▶ **Page text**:
--- begin ---

If you look at the over all picture now, most of the younger generation of police officers coming into the system will or already have college degrees. I think in the near future a great majority of the population will have college degrees before becoming a police officer. Most kids are being told to go to college for a better future. Might as well make it mandatory. Probably 3/4 of the way there;


----------



## Burner1 (Jul 30, 2002)

There is currently no data that supports the theory a degree in this field "makes" a better police officer; empirical or otherwise. The job description itself only requires a high school diploma. "The Job" is not rocket science. Ninety-nine(99) percent of the time it is common sense and the other one(1) percent is actually applying the laws learned in the police academy. The material that is learned in the academy is not all that difficult, so there is no reason to make the aforementioned a requirement. Just to say you have a college educated officer is not an excuse to fill the requirement. My former department relished in the fact that per capita, we had the highest ratio of degrees to officers in the state. I do not know how they found that figure. Basically, it meant that if you did not have a degree, your not being hired. My partner (who sued to get on) on the other hand, had only a high school diploma. He performed the job magnificently. A little "off-topic", but Masstroopers1 you bring up an amusing, but sad parody. Anyone ever watch Jay Leno's "Jaywalking?" What are these people learning in our schools today? Grammar and spelling seems to be some of the least of our worries!


----------



## Macop (May 2, 2002)

A college degree does not make you any beeter or worst a Police Officer. I think Police Officers should have degrees, but a requirement, hell no. Wisconsin is the only state I can think that has a actual law stating that you have to have at least a Associates or Bachelors, I forget I'll try to find it and post it. I do beileve it only applies to city/town Pds.


----------



## Dr.Magoo (May 2, 2002)

--- end ---

▶ **Written task A**: Put this sentence from the thread on college degrees for police officers into Spanish: "The job description itself only requires a high school diploma."
▶ **Written task B**: Reproduce the police degree thread word for word from "A college degree" to "Dr.Magoo (May 2, 2002)".
You won't need the lines that come after this.

▶ **Dataset excerpt**:
--- begin ---

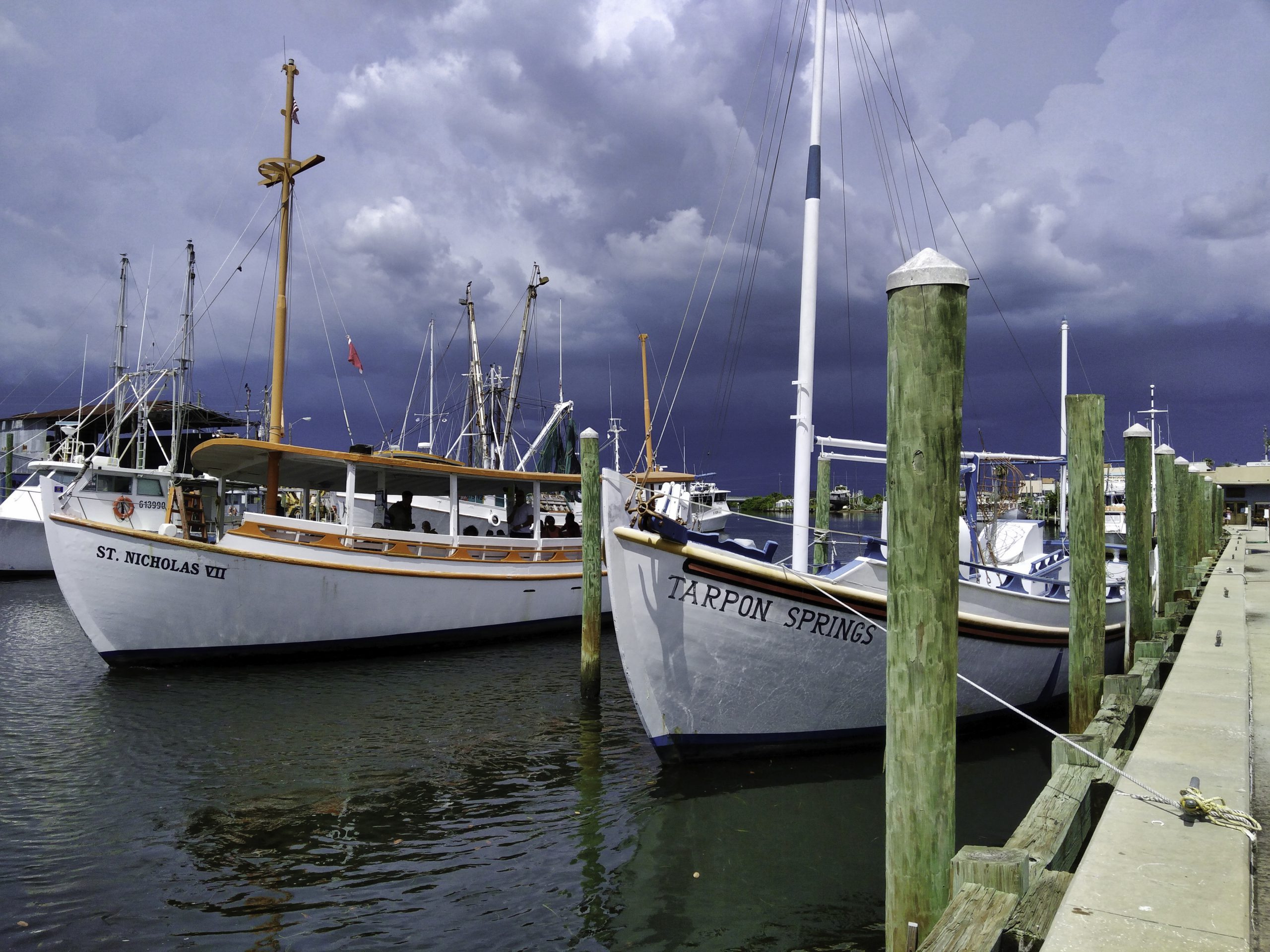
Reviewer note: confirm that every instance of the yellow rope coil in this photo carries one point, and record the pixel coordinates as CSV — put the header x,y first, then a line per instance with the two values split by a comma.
x,y
1196,805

--- end ---

▶ **Exercise answer A**: La descripción del puesto en sí solo exige un diploma de escuela secundaria.

▶ **Exercise answer B**:
A college degree does not make you any beeter or worst a Police Officer. I think Police Officers should have degrees, but a requirement, hell no. Wisconsin is the only state I can think that has a actual law stating that you have to have at least a Associates or Bachelors, I forget I'll try to find it and post it. I do beileve it only applies to city/town Pds.


----------



## Dr.Magoo (May 2, 2002)